### ARTICLE
────────────────────
Re: [RFC 1/1] edac: Add a counter parameter for edac_device_handle_ue/ce()

From: Robert Richter
Date: Thu Aug 01 2019 - 10:17:10 EST


On 01.08.19 15:29:03, Hawa, Hanna wrote:
> On 8/1/2019 2:35 PM, Robert Richter wrote:
> > On 15.07.19 13:53:07, Hanna Hawa wrote:
> > > Add a counter parameter in order to avoid losing errors count for edac
> > > device, the error count reports the number of errors reported by an edac
> > > device similar to the way MC_EDAC do.
> > >
> > > Signed-off-by: Hanna Hawa <hhhawa@xxxxxxxxxx>
> > > ---
> > > drivers/edac/altera_edac.c | 20 ++++++++++++--------
> > > drivers/edac/amd8111_edac.c | 6 +++---
> > > drivers/edac/cpc925_edac.c | 4 ++--
> > > drivers/edac/edac_device.c | 18 ++++++++++--------
> > > drivers/edac/edac_device.h | 8 ++++++--
> > > drivers/edac/highbank_l2_edac.c | 4 ++--
> > > drivers/edac/mpc85xx_edac.c | 4 ++--
> > > drivers/edac/mv64x60_edac.c | 4 ++--
> > > drivers/edac/octeon_edac-l2c.c | 20 ++++++++++----------
> > > drivers/edac/octeon_edac-pc.c | 6 +++---
> > > drivers/edac/qcom_edac.c | 8 ++++----
> > > drivers/edac/thunderx_edac.c | 10 +++++-----
> > > drivers/edac/xgene_edac.c | 26 +++++++++++++-------------
> > > 13 files changed, 74 insertions(+), 64 deletions(-)
────────────────────
Pointing records
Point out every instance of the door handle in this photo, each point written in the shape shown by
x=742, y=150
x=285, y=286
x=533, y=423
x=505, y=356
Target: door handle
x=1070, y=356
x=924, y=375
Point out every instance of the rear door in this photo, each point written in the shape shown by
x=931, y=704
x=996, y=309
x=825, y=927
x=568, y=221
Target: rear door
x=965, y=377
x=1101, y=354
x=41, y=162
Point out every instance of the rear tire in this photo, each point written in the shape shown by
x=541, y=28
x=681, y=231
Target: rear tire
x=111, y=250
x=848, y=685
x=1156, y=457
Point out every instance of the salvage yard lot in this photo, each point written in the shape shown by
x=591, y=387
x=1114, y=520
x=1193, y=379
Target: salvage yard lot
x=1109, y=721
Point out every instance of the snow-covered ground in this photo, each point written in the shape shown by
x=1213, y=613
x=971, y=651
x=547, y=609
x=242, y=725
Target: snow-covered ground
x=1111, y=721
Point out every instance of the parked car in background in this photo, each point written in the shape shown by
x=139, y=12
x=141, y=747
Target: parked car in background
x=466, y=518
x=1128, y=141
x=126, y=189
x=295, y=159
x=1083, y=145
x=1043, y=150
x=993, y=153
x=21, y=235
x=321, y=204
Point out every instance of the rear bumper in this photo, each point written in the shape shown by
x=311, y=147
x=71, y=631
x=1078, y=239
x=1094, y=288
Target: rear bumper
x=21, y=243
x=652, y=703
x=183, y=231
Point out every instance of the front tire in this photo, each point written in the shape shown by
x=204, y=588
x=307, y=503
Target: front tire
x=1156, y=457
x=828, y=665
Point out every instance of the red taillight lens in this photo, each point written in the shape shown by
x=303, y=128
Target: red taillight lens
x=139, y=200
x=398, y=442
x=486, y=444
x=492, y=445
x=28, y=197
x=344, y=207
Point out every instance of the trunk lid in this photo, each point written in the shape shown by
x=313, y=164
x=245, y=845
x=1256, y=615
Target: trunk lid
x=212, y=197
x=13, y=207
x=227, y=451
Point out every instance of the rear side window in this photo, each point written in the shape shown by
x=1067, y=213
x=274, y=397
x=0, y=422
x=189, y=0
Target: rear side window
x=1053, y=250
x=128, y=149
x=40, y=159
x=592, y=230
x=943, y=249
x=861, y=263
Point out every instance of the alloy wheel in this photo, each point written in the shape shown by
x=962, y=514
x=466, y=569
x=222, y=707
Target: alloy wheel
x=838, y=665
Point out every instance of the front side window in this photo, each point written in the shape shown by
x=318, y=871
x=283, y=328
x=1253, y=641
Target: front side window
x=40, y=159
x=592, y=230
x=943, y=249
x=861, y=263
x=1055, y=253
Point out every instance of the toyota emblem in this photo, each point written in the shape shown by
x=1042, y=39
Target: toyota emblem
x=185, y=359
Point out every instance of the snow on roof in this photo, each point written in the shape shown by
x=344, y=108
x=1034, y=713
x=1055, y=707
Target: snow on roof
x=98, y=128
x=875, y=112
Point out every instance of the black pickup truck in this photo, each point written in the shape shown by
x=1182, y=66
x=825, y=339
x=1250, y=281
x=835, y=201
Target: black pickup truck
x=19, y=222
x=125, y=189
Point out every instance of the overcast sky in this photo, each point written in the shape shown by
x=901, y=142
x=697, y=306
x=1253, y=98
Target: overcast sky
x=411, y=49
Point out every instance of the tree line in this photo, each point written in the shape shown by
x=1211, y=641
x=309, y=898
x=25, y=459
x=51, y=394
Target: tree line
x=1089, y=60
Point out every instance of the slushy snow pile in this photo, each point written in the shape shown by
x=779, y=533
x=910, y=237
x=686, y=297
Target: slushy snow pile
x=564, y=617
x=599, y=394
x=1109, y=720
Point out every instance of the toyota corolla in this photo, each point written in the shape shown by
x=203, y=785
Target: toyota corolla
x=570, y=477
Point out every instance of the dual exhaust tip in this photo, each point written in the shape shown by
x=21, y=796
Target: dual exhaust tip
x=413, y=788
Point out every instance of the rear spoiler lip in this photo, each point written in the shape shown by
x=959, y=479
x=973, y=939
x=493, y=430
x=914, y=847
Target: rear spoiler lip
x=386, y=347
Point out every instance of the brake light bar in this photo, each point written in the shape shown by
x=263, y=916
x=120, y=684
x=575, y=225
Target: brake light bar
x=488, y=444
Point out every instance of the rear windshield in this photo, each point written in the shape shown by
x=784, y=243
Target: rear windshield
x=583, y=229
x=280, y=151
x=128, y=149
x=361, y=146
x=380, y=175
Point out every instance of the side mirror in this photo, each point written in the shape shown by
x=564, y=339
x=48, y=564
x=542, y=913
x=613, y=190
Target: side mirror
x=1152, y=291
────────────────────
### TASKS TO PERFORM
a. Rewrite the mailing-list reply from "From: Robert Richter" up to and including "way MC_EDAC do.", putting "count parameter" in place of "counter parameter".
b. Answer these questions about the mailing-list reply:
(i) What date and time does the reply carry?
(ii) How many files does the patch change in total?
(iii) Which file in the list shows the largest count of changed lines?

### EXPECTED RESULTS
a.
From: Robert Richter
Date: Thu Aug 01 2019 - 10:17:10 EST


On 01.08.19 15:29:03, Hawa, Hanna wrote:
> On 8/1/2019 2:35 PM, Robert Richter wrote:
> > On 15.07.19 13:53:07, Hanna Hawa wrote:
> > > Add a count parameter in order to avoid losing errors count for edac
> > > device, the error count reports the number of errors reported by an edac
> > > device similar to the way MC_EDAC do.

b.
(i) Thu Aug 01 2019 - 10:17:10 EST
(ii) 13 files
(iii) drivers/edac/xgene_edac.c, with 26